From the records below, pick out every line that contains the word "green" and copy each one in full.
**** Dataset rows
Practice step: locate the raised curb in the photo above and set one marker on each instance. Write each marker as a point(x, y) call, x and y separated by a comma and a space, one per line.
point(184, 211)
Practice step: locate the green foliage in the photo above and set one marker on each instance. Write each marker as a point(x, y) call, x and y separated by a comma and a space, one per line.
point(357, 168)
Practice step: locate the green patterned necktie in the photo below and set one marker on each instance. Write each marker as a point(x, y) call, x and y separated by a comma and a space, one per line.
********
**** Dataset rows
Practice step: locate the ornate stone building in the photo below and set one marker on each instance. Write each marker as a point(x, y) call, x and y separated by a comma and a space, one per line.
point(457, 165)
********
**** Dataset rows
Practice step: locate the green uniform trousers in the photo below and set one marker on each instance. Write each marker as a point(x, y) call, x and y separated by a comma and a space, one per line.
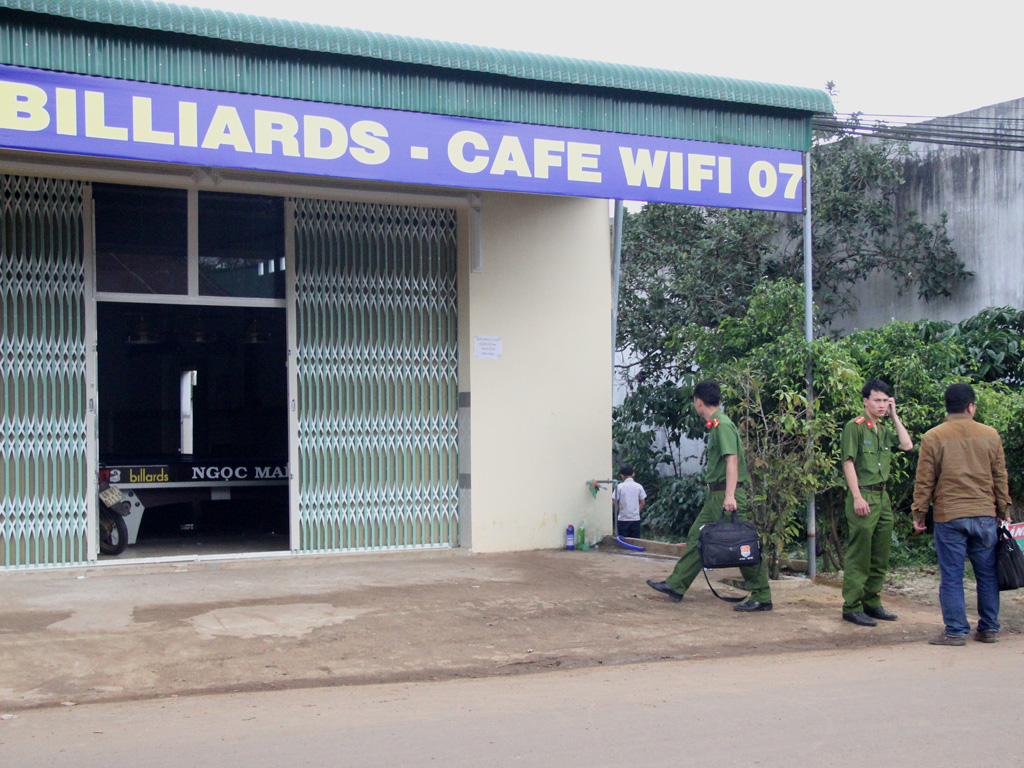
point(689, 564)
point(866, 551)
********
▸ Solution for this task
Practice step: locate the green foliage in the photo above and set one marker on each instance. Write each marker as a point(x, y) call, x and y separated by a comma and a space, one per line.
Practice step: locate the green patterned necktie in the photo below and set one marker on each instance. Write each marker as a point(x, y) call, x and y separated by a comma and a space, one per line.
Practice step: locate the green uniform trousers in the photo below and set one marker on each instance. Write each marker as a point(x, y) call, x and y separated by a comma and a space, one per line.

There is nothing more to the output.